Document segment:
(begin)
7/13/2007

Then they'll all come to meet me

"in the shade of that old oak tree"... I love the shade under the trees. It even feels different from the shade of a building or a rock.

I had a wonderful time last night! I got around and went to the jam session at the Commission on Aging. I had a couple songs picked out that were for the entertainment of the crowd we get, not my own current, bluesy type, and I was ready for some tunes!

I walked in and got settled down, looked up and saw my Aunt L! She was my father's brother's wife, my Uncle K. He went ahead years ago and Dad in '02. She is still my Aunt L and I was so glad to see her! I looked around the bunch up front I sat with and there was her twin, Aunt L2! That made me miss their brother, Uncle E, who could yodel.

We got some hugs and fussed over each other and then the party was getting started so we sat back down. I tossed my songs out the window of my head and searched for one I knew they would love to hear again. I nailed it! It isn't really a very cheerful song, it might be called uplifting if you work hard to find that in it, but it was one we all could sing and love the sharing.

People take turns and bring their own music, some new and some old. It seemed like most of them were playing pretty much alone. It kinda took the jam out of the jam session a little for some of the players that didn't know the tunes. Me, included.

When my turn came I asked them to do an old one with me, I asked them to all sing along. I called it in an easy to play key for the beginners in the crowd. I tried to cover all the bases, even though it left me singing deeper than I like. But you should have heard the music as all the instruments got played this time. It rang out! Mandolins, guitars, the upright bass, piano, accordian, fiddle and then we sang! The crowd singing was almost as loud as me on the mic.

It was just "Green Green Grass of Home", an old Hank Williams tune. But Hank had a way with words that touch a heart. And the thought that those we love will meet us in a place we all know is a wish from everyone that walks on down here alone.

They gave me the blessing of the applause a singer feeds their heart with but I knew the blessing for me was in the voices of my Aunts and their smiles. It gathered up a little of when I was little and watching them sing with their brother, Uncle E. They always sang, "Silver haired Daddy of Mine". It reminded me of good times and family. The power in music is awesome.

I got to see the tide turning and knew that, for the little ones coming up, I can sing and show them the joy in sharing music and songs, like the family I had showed me so long ago. It is why I took up guitar, I wanted to play and sing with them.
(end)
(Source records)
(begin)
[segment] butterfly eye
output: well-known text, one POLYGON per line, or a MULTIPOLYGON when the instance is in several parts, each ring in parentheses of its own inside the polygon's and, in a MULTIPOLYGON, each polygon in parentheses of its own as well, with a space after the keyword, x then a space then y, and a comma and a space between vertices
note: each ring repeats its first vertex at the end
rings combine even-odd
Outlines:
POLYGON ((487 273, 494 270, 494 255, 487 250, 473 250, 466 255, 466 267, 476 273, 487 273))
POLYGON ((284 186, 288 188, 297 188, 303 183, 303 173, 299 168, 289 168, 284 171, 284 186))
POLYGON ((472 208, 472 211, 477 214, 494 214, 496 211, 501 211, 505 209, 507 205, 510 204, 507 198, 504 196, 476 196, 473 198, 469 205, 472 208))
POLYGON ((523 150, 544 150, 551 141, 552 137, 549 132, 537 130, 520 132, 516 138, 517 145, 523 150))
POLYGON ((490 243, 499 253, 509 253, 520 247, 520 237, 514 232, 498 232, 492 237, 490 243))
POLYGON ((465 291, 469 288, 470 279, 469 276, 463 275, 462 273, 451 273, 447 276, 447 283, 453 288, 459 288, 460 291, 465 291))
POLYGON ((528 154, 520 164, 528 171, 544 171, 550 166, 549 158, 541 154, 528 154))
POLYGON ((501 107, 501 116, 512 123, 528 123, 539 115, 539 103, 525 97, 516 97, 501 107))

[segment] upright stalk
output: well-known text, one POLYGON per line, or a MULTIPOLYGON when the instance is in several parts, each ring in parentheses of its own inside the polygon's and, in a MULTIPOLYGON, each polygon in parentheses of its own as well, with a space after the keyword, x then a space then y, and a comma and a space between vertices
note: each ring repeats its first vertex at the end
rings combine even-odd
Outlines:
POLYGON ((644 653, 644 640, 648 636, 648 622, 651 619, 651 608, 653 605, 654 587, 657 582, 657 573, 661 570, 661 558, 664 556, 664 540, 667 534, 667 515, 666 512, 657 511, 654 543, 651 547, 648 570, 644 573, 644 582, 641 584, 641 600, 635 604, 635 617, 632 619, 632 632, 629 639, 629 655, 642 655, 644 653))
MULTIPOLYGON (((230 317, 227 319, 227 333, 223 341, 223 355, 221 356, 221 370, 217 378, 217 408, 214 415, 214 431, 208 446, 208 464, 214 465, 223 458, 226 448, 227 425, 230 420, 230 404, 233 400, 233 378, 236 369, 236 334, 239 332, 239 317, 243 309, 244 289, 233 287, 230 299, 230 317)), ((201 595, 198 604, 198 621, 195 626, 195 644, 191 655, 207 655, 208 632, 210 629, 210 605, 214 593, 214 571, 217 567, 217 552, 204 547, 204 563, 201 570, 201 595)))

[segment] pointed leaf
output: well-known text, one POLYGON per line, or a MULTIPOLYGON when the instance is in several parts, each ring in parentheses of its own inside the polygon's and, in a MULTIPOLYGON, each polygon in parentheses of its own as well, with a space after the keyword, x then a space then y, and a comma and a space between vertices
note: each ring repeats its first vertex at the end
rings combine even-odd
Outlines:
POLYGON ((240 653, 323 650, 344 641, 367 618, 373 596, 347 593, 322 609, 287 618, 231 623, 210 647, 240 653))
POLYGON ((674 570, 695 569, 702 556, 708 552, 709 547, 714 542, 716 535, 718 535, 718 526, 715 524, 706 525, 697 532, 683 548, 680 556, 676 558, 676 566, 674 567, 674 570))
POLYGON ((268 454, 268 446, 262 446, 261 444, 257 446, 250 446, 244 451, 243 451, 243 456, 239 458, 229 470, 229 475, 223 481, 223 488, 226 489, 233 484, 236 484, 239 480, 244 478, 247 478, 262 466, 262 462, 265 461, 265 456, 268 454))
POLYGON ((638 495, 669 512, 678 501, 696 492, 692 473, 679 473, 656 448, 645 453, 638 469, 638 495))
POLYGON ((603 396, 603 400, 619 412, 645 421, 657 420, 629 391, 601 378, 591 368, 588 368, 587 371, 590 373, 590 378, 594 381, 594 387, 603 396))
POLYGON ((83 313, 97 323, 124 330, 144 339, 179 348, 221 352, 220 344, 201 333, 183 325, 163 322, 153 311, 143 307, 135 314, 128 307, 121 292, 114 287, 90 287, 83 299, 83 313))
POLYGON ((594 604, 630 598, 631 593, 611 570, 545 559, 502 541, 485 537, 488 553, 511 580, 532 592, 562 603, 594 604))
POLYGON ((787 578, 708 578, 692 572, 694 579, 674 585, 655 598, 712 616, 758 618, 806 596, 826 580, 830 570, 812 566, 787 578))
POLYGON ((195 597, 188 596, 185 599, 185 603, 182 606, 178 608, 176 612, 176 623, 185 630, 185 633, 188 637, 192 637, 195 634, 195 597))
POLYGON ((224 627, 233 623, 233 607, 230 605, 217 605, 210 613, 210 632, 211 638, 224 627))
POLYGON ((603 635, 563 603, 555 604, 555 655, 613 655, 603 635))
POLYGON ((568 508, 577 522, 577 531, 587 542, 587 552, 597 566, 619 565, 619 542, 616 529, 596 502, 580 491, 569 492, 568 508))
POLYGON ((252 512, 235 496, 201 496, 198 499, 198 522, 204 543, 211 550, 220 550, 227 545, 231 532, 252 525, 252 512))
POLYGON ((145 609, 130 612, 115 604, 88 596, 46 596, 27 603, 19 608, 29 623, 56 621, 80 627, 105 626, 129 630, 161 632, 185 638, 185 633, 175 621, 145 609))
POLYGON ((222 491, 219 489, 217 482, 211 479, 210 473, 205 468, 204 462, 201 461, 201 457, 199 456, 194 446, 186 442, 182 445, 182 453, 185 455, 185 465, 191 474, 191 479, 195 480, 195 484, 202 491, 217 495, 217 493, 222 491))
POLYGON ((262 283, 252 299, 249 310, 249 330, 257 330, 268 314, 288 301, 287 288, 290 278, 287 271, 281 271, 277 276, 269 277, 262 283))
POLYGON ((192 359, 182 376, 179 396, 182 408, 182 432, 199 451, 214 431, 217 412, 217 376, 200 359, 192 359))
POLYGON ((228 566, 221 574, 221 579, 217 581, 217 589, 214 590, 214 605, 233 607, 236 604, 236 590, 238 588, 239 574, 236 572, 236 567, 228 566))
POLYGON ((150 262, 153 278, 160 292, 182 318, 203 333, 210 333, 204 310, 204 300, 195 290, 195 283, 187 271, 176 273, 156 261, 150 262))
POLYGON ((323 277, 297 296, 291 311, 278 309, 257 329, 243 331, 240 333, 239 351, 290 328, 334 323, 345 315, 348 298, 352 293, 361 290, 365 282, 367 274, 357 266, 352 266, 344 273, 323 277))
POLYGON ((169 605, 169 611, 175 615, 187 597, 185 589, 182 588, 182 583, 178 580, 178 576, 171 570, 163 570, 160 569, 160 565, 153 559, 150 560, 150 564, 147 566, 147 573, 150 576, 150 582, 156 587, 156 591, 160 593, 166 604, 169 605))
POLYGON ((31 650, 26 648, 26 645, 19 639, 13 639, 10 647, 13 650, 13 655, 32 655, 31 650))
(end)
Requirement A:
Reproduce the records from their first line through the line containing "POLYGON ((501 107, 501", including both of those lines.
Requirement B:
Carry on the post about the jam session from the point at which it stops.
The post about the jam session and the records bear no relation to each other.

Exercise output A:
[segment] butterfly eye
output: well-known text, one POLYGON per line, or a MULTIPOLYGON when the instance is in several parts, each ring in parentheses of its own inside the polygon's and, in a MULTIPOLYGON, each polygon in parentheses of its own as well, with a space after the keyword, x then a space then y, and a comma and a space between vertices
note: each ring repeats its first vertex at the end
rings combine even-odd
Outlines:
POLYGON ((487 273, 494 270, 494 255, 487 250, 473 250, 466 255, 466 267, 476 273, 487 273))
POLYGON ((284 186, 288 188, 297 188, 303 183, 303 173, 299 168, 289 168, 284 171, 284 186))
POLYGON ((472 208, 472 211, 477 214, 494 214, 496 211, 501 211, 505 209, 507 205, 510 204, 507 198, 504 196, 476 196, 473 198, 469 205, 472 208))
POLYGON ((523 150, 544 150, 551 141, 552 137, 549 132, 537 130, 520 132, 516 138, 517 145, 523 150))
POLYGON ((490 243, 499 253, 509 253, 520 247, 520 237, 514 232, 498 232, 492 237, 490 243))
POLYGON ((465 291, 469 288, 470 279, 469 276, 463 275, 462 273, 451 273, 447 276, 447 283, 453 288, 459 288, 460 291, 465 291))
POLYGON ((528 154, 520 164, 528 171, 544 171, 550 166, 549 158, 541 154, 528 154))
POLYGON ((501 107, 501 116, 512 123, 528 123, 539 115, 539 103, 525 97, 516 97, 501 107))

Exercise output B:
My Dad and Uncle K played and sang. Uncle E, too. My cousins play drums and bass, another plays lead guitar. Almost all of us sang. We have had the music at every family party and when the ones that taught it to us are gone still we will sing thinking of them and what they gave to us.

I thought I was going to play to cheer the hearts of those older and more alone even than me. I walked out with a comfort in my heart I can't really explain. How I keep trying to care for others and see what a blessing that has brought to me is just one of the little magic tricks of love if you can open your eyes and see it.

I left the Aunt's with Mom's phone number and knew I would be taking the guitar for the family reunion tomorrow. Most of the musical bunch won't be there and I might only have one or two to play with but a family party without music must be for some other family, not mine.

I know my kids love music, too and that is a joy to me. I love that I had such a wonderful time for myself when I thought I was cheering someone else.

I will never be the best and I might sing a lot of slow ones, but there are others for the quick step and the polka and I can play them and sing along. I will always love making music with my friends and family. It's another part of myself that I had left behind me.

New rule, love me, love my guitar and singing, or at least bear up under it and let me share it. I won't put it down again. It ain't gonna happen. It doesn't have to be in bars and clubs, a fire, a party is plenty enough and even just around the house. But when I feel like getting it out and making some noise, I guess I am going to need a man who won't mind it. Might be nice to have one to egg me on or join me.

There, I transferred out some fun! Have a dose of a good time!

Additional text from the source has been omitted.